** Start Source **

Despite the availability of one of the easiest probate procedures in the Country, courts in Texas still regularly deal with the laborious process of a Dependent Administration. Why? Because for some inexplicable reason there is a multitude that continues to fail to properly plan.
The easy procedure is called an Independent Administration. In an Independent Administration, the Administrator has only one short court hearing and can then settle the probate estate without any other court intervention. There are no motions for approval, no reports of sale, no accountings, no requests for distribution and no outlandish legal fees.
So why can’t every estate have an independent administration? Because for an Independent Administrator to be named, there has to be a properly drawn will that states the Administrator, or Executor, will serve without court supervision or words to that effect. Unfortunately, too often the wills that make it into probate court are poorly drawn, are drafted in some misbegotten state where independent administration is not available, are handwritten by the newly departed, or are so old that all of the named executors are dead or otherwise unavailable. There are even situations where – gasp – there is no will.
In such a dismal circumstance, there remains one beacon of hope – the creation of an Independent Administration by Agreement.

** End Source **

What is needed:
Pick up the text on Texas probate administration after its last sentence and keep it going. The records that follow stand apart from the probate text and are separate material.

** Start Data extract **

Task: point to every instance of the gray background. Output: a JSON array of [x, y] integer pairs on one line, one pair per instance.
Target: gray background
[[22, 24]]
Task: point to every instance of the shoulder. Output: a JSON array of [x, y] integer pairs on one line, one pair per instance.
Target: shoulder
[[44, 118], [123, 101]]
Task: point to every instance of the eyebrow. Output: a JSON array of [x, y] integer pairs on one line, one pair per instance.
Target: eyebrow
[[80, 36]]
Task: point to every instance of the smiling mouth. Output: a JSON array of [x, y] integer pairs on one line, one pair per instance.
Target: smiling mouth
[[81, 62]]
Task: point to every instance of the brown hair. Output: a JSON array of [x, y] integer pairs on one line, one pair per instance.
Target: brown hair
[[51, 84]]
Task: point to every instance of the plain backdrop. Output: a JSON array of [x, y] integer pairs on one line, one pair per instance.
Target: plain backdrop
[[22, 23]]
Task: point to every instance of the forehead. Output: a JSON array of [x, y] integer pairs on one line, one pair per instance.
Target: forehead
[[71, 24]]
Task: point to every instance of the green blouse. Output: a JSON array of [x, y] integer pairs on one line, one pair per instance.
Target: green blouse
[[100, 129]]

** End Data extract **

Solved problem:
It may seem obvious, but the whole “by agreement” part means that all of the distributees (beneficiaries if there is a will, heirs if there is not one) of the decedent have to agree on all parts of the procedure. It only takes one holdout to send everyone back into dependent administration hell.
On what must they agree? They have to agree on the advisability of having an independent administration and then designate the person who will serve as independent administrator. They must request in the written application that no other action shall be had in probate court other than the probating and recording of the decedent’s will and the return of an inventory, appraisement and list of claims of the decedent’s estate or, if there is no will, request an independent administration without the probate of a will. They must each execute a document entitled “Waiver, Joinder and Designation.”
If there is no will, then they must also participate in a court proceeding known as an heirship determination, so that the court can judicially identify the heirs and their respective percentages of the estate.
Coming to an agreement, however, is only the first part. The court still has to hold a hearing, consider evidence and be convinced that independent administration is in the best interest of the estate. Unlike an independent administration that has been properly designated in a will, in an administration by agreement the judge may order the administrator to post a bond.
All of that is on top of the usual procedures to probate a will.
Is it easier just to have a good Texas attorney draft your will? Of course. Spread the word to the multitude, will you?
Hammerle Finley Law Firm. Give us a call. We can help.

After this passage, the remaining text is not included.